* _Brief_:
Copy the interview excerpt about the provenance paradox below, word for word and in full.

* _Page extract_:
Even in India we don’t look up upon something that says Made in China…
The funny thing is that even in China they don’t look up to Made in China. You want to hear a story?
Yes…
I was talking to the person who runs the Asian operations for Prada. She was telling me that they are running short of artisans in Italy who can work with leather, silk and so on, to make purses. They have lost a generation of young people in Italy who have gone to work in factories. She said that the place that we find them is in China. They have retained these skills and they are cheap. The problem is she said that if it is a Prada bag or Prada shoes, that says Made in China, not only will they not buy it in Europe, the women don’t buy them in China as well. So extremely affluent women in China will not buy Made in China. So yes this provenance paradox is a real problem and it’s a problem within the countries itself.
Can you give us some examples of the provenance paradox?
One of the first ones I encountered was Café Columbia, which is a social enterprise of the federation of national coffee growers in Columbia. The coffee growers have small plot of lands. So they formed a federation to help them market the product because they did not have the resources to market the product. These guys realised very quickly that they have a problem because they wanted to export and Columbia is seen as the exporter of the other “cash” crop. So in a country like the US which is the largest coffee consuming market in the world they couldn’t get any real penetration.
What did they do?
They hired an advertising agency on the Madison Avenue to create an advertising campaign around this fictitious coffee grower from Columbia called Juan Valdez who took great care of the coffee beans and picked up the best ones as he wandered through the hills. People developed a tremendous affection to this character and which passed onto the brand. They build something called 100% Columbian Coffee which is the brand. They had the country of origin in the name of the brand. And it’s an ingredient brand, meaning, that they don’t sell to retailers directly. They sold it to Nestle, who would put it into their Nescafe brand of coffee and said Nescafe 100% Columbian.

* _Data shown_:
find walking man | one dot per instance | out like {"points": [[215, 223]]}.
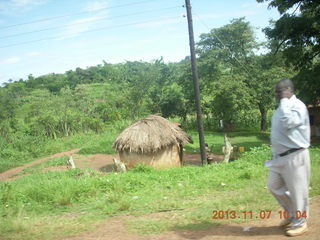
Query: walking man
{"points": [[290, 165]]}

* _Exercise response_:
Even in India we don’t look up upon something that says Made in China…
The funny thing is that even in China they don’t look up to Made in China. You want to hear a story?
Yes…
I was talking to the person who runs the Asian operations for Prada. She was telling me that they are running short of artisans in Italy who can work with leather, silk and so on, to make purses. They have lost a generation of young people in Italy who have gone to work in factories. She said that the place that we find them is in China. They have retained these skills and they are cheap. The problem is she said that if it is a Prada bag or Prada shoes, that says Made in China, not only will they not buy it in Europe, the women don’t buy them in China as well. So extremely affluent women in China will not buy Made in China. So yes this provenance paradox is a real problem and it’s a problem within the countries itself.
Can you give us some examples of the provenance paradox?
One of the first ones I encountered was Café Columbia, which is a social enterprise of the federation of national coffee growers in Columbia. The coffee growers have small plot of lands. So they formed a federation to help them market the product because they did not have the resources to market the product. These guys realised very quickly that they have a problem because they wanted to export and Columbia is seen as the exporter of the other “cash” crop. So in a country like the US which is the largest coffee consuming market in the world they couldn’t get any real penetration.
What did they do?
They hired an advertising agency on the Madison Avenue to create an advertising campaign around this fictitious coffee grower from Columbia called Juan Valdez who took great care of the coffee beans and picked up the best ones as he wandered through the hills. People developed a tremendous affection to this character and which passed onto the brand. They build something called 100% Columbian Coffee which is the brand. They had the country of origin in the name of the brand. And it’s an ingredient brand, meaning, that they don’t sell to retailers directly. They sold it to Nestle, who would put it into their Nescafe brand of coffee and said Nescafe 100% Columbian.